**Required work:** In full and without alteration, transcribe the listing.

━━━━━ Material for the task ━━━━━

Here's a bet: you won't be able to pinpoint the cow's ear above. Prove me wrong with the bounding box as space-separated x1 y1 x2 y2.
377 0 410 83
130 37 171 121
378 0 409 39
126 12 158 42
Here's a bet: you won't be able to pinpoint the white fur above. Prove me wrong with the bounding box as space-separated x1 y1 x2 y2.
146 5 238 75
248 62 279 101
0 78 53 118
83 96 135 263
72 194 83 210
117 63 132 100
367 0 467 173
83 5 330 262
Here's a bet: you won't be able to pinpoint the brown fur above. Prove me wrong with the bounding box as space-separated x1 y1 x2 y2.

━━━━━

**Response below:**
Here's a bet: you won't be able to pinpoint the cow's ear above. Prove me wrong with the bounding box as space-separated x1 y1 x2 y2.
377 0 410 83
130 37 171 121
378 0 409 39
126 12 158 42
Here's a bet: you won't be able to pinpoint the white fur above. Prove me wrong with the bounding box as space-separated x1 y1 x2 y2.
146 5 238 75
248 62 279 101
0 78 53 118
83 96 135 263
72 194 83 210
117 63 132 100
367 0 467 173
83 5 330 262
Here's a bet: you won't be able to pinpoint the brown fur above. Prove me wrong with the bounding box as space-separated x1 y1 x2 y2.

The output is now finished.